Tasks to carry out:
• A. Answer the following from the passage on fine-tuning Llama 4:
(i) Which weights does full fine-tuning update?
(ii) How large is a LoRA adapter file often?
(iii) In what format are the frozen weights stored under QLoRA?
• B. In the passage on fine-tuning Llama 4, reproduce everything from "There are three" down to "not need this.", swapping "Llama 4" for "Llama 3" throughout.
• C. Carry on the passage on fine-tuning Llama 4 from its final sentence.

Source passage:
::::
There are three common ways to fine-tune Llama 4, and they trade memory for fidelity.

**Full fine-tuning** updates every weight in the model. It gives you the most control and the best ceiling on quality, but for Llama 4 it needs serious hardware: multiple high-memory GPUs even for the smaller Scout variant, because you have to hold the weights, the gradients, and the optimizer states all at once. Most teams do not need this.

**LoRA** (Low-Rank Adaptation) freezes the original weights and trains small adapter matrices that get added to a few layers. You end up training well under one percent of the parameters, so memory drops sharply and the adapter file is small (often tens of megabytes). Quality is close to full fine-tuning for most tasks.

**QLoRA** is LoRA on top of a 4-bit quantized base model. The frozen weights are stored in 4-bit, which cuts memory again, and the LoRA adapters train in higher precision. This is what lets people fine-tune large models on a single GPU. It is the default choice for most projects, so we will spend the most time on it.
::::
Data:

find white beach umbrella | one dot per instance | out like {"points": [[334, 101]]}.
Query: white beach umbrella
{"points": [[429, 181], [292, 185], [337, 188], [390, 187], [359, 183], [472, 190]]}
::::
In response:
• A.
(i) Every weight in the model.
(ii) Tens of megabytes.
(iii) 4-bit.

• B.
There are three common ways to fine-tune Llama 3, and they trade memory for fidelity.

**Full fine-tuning** updates every weight in the model. It gives you the most control and the best ceiling on quality, but for Llama 3 it needs serious hardware: multiple high-memory GPUs even for the smaller Scout variant, because you have to hold the weights, the gradients, and the optimizer states all at once. Most teams do not need this.

• C.
The rule of thumb: start with QLoRA, move to LoRA if you have memory to spare and want a small quality bump, and reach for full fine-tuning only when you have measured that the adapters are leaving real quality on the table.

## Step 1: Prepare Your Dataset

Data quality matters more than method. A clean dataset of 1,000 examples will beat a noisy dataset of 50,000 almost every time. For instruction fine-tuning, the standard format is a list of chat-style messages.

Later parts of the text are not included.